▸ EXERCISE INSTRUCTIONS: Format every entry below as a numbered list of its lines, omitting blank lines. Leave the pictures out of your answer.

»»

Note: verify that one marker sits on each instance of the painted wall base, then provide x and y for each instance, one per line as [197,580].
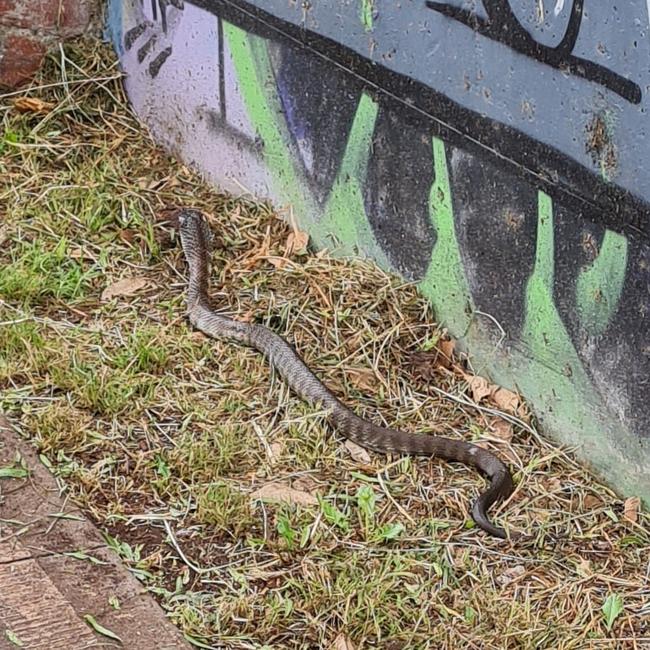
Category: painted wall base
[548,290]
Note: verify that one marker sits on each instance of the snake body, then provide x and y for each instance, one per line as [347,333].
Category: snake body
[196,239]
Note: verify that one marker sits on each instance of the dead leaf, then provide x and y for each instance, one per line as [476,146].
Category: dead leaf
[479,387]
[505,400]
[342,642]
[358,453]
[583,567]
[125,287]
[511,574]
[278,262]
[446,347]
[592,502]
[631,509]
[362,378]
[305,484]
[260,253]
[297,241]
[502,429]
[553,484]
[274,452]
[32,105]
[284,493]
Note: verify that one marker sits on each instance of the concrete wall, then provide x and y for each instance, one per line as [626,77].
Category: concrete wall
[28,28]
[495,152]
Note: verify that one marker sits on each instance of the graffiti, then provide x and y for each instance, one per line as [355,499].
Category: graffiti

««

▸ WRITTEN ANSWER:
1. Note: verify that one marker sits on each instance of the painted wall base, then provide x and y for each instance, one per line as [197,580].
2. Category: painted wall base
3. [548,290]
4. Note: verify that one marker sits on each instance of the snake body, then provide x and y for each instance, one per line as [347,333].
5. Category: snake body
6. [196,239]
7. Note: verify that one marker sits on each instance of the dead leaf, then provide x and y for each instance, one per line as [476,146].
8. Category: dead leaf
9. [479,387]
10. [505,400]
11. [342,642]
12. [358,453]
13. [583,567]
14. [125,287]
15. [511,574]
16. [278,262]
17. [446,347]
18. [592,502]
19. [631,509]
20. [362,378]
21. [305,484]
22. [260,253]
23. [297,241]
24. [502,429]
25. [553,484]
26. [274,452]
27. [32,105]
28. [284,493]
29. Note: verify that one marker sits on each instance of the concrete wall, then provide x and y for each instance, one per line as [626,77].
30. Category: concrete wall
31. [28,28]
32. [495,152]
33. Note: verify that one marker sits on each instance of the graffiti, then provide x and y for each instance, one per line as [355,499].
34. Category: graffiti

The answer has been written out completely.